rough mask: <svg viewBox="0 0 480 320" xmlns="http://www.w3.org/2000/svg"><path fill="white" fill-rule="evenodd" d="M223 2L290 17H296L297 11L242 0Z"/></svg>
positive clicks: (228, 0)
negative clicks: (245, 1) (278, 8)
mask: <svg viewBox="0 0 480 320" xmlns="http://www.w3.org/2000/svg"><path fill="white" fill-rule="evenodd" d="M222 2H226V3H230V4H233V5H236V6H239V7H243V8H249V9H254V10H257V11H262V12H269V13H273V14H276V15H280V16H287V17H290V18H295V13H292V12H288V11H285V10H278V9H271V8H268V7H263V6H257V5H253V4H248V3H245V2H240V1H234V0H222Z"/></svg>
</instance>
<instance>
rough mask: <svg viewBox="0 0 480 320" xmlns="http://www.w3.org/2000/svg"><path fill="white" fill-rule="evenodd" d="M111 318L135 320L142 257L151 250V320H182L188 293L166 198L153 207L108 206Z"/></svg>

+--

= GOAL OF THE EXERCISE =
Exactly the lines from the one that holds "</instance>" through the final line of the records above should be written out, and only those.

= SOLUTION =
</instance>
<instance>
rough mask: <svg viewBox="0 0 480 320" xmlns="http://www.w3.org/2000/svg"><path fill="white" fill-rule="evenodd" d="M111 318L135 320L142 257L151 250V320H182L188 293L166 198L153 207L108 206Z"/></svg>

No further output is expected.